“Al” Swearengen
Ignacio Ruiz Quintano
Abc
Lo que tranquiliza de este gobierno cani que los españoles no han votado es que sobre la mesa del presidente está, para “empatizar” con las visitas, el busto de Azaña, que no es la terracota que Donatello hizo a Niccolò da Uzzano, pero que, conocidas las fantasías necrofílicas de Sánchez, da que pensar.
Los mitómanos de “Deadwood”, donde mataron a Wild Bill Hickock en la mesa de juego cuando llevaba la mano de la muerte (dos ases y dos ochos), recordarán a “Al” Swearengen (Ian McShane), el dueño del salón “La Gema”, platicando con una cabeza de indio que guardaba en una caja de cartón. Bueno, pues así Sánchez con su busto de Azaña, tipo agrio al que también Aznar, otro agrio, tomó cariño en los 90.
Antes de convertirse en busto, Azaña se creyó, como Sánchez, más listo (y más malo) que los comunistas, y pensó que podría utilizarlos hasta que un día, en Valencia, le confesó a Albornoz:
–La guerra está perdida, pero si por milagro la ganáramos, en el primer barco que saliera de España tendríamos que salir los republicanos. ¡Si nos dejaban!

Datos mostrados |
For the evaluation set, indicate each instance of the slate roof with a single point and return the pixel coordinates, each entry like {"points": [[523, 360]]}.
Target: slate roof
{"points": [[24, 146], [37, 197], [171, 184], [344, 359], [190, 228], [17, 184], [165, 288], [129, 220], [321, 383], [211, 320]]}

Instrucción | Según el fragmento del texto, ¿qué cartas componían la mano de la muerte que llevaba Wild Bill Hickock cuando lo mataron en la mesa de juego?

Resultado del ejercicio | Dos ases y dos ochos.